* TASK REQUIREMENTS:
Reproduce the records below verbatim, beginning at the line that contains "Return one point per instance of the shrub, x" and continuing through the final line of the records.

* EXTRACTED INFORMATION:
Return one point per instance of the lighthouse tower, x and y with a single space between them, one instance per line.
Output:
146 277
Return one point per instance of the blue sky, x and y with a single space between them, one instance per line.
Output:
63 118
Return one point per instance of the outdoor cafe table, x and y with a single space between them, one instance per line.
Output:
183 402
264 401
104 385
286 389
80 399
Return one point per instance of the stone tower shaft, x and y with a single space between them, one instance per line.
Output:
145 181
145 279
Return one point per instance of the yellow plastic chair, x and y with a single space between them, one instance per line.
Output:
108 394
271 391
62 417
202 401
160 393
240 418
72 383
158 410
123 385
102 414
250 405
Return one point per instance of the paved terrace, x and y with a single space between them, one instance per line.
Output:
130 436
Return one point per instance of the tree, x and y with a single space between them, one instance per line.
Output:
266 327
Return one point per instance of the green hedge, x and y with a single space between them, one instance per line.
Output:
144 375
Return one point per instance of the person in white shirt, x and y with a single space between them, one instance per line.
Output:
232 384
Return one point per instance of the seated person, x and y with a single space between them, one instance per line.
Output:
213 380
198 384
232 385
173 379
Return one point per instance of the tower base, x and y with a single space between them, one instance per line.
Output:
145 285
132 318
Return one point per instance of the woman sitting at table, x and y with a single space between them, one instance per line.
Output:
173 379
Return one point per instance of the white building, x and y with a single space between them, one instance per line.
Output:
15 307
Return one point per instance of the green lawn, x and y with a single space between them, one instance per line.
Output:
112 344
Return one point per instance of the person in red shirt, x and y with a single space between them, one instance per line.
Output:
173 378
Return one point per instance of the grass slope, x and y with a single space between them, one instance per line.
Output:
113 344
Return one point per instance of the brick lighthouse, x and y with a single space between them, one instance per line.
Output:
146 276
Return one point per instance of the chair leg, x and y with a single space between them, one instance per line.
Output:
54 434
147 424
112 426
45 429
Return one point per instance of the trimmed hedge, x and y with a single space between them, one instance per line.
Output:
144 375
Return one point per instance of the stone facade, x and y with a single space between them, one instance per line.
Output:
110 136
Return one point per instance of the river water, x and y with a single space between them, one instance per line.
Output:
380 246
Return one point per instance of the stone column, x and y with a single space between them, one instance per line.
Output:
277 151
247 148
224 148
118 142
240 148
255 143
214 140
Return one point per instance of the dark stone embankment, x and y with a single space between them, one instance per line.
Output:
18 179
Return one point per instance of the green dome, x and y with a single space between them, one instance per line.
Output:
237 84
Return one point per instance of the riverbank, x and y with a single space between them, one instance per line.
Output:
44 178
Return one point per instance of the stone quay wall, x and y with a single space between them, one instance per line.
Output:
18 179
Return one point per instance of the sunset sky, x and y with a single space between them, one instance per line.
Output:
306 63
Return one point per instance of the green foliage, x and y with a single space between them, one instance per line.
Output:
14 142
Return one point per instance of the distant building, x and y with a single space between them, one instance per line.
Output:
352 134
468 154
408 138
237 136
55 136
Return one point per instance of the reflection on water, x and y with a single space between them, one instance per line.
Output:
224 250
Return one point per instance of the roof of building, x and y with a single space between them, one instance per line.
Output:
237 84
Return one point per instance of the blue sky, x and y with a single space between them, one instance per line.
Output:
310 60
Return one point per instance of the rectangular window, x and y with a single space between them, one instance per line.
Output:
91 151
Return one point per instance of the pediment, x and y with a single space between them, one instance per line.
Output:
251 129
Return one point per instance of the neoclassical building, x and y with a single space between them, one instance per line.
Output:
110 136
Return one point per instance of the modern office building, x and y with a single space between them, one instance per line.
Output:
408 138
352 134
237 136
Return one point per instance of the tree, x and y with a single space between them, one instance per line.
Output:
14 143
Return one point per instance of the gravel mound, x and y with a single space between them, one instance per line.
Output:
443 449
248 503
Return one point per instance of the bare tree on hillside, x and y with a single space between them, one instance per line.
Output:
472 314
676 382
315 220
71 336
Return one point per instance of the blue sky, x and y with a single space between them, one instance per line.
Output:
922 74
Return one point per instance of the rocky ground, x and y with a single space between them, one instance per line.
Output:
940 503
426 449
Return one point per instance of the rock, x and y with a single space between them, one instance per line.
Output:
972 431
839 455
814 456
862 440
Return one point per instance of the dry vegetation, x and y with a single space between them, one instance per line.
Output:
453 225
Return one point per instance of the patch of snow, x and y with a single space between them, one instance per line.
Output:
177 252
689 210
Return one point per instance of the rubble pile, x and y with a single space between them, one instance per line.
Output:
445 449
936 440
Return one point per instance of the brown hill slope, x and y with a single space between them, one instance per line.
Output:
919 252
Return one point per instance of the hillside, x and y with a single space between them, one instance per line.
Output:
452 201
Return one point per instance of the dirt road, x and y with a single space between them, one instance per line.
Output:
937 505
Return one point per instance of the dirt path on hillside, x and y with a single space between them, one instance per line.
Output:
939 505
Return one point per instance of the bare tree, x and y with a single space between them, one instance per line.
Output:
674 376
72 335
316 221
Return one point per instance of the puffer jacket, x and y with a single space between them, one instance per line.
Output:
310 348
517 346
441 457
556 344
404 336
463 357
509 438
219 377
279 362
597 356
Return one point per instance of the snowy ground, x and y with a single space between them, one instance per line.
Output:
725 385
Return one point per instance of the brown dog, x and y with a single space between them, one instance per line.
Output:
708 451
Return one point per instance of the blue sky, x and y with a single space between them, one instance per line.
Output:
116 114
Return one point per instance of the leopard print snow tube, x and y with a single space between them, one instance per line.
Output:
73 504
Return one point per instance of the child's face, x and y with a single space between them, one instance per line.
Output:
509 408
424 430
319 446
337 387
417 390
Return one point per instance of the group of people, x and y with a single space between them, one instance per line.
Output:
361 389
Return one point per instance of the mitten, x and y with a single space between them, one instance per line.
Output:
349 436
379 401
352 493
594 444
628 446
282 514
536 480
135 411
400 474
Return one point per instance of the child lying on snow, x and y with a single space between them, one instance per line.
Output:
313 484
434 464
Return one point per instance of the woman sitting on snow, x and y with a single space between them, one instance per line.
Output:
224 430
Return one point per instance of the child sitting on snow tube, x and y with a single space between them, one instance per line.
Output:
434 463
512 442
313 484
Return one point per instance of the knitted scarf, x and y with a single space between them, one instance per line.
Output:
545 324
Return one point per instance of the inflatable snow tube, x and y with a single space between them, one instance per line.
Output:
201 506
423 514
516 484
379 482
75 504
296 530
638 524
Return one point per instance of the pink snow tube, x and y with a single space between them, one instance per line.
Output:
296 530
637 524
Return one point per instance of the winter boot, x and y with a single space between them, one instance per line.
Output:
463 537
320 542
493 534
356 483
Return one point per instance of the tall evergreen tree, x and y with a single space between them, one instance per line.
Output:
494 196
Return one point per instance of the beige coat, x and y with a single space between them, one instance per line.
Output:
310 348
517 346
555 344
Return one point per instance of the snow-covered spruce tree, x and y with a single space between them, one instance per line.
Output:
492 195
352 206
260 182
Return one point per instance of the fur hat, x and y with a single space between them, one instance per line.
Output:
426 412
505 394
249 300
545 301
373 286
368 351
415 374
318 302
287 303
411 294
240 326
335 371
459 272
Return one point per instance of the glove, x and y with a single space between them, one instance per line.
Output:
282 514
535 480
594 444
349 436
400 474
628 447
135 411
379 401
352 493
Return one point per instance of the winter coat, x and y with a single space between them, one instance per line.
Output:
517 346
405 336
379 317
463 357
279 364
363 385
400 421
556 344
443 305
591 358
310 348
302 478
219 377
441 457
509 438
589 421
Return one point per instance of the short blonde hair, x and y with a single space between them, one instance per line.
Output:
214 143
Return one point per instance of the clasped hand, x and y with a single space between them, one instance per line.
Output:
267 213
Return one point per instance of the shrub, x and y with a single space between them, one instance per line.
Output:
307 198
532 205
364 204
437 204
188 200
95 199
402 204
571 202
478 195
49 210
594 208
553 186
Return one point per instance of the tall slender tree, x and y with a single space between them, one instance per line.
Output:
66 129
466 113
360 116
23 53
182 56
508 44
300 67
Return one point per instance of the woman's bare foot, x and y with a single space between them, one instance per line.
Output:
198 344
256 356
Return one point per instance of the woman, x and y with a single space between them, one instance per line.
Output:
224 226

* SOLUTION TO THE EXERCISE:
Return one point per instance of the shrub, x and y with a single space between them, one instance per line.
Output:
307 198
532 205
364 204
437 204
188 200
95 199
402 204
571 202
478 195
49 210
594 208
553 186
Return one point per instance of the tall slender tree, x and y with a single space between them, one instance per line.
Output:
66 129
466 113
360 116
23 53
182 56
508 44
300 67
Return one point per instance of the woman's bare foot, x and y with a single space between them, one instance per line.
Output:
198 344
256 356
Return one point per instance of the woman, x and y with a single space between them, one instance per line.
Output:
224 226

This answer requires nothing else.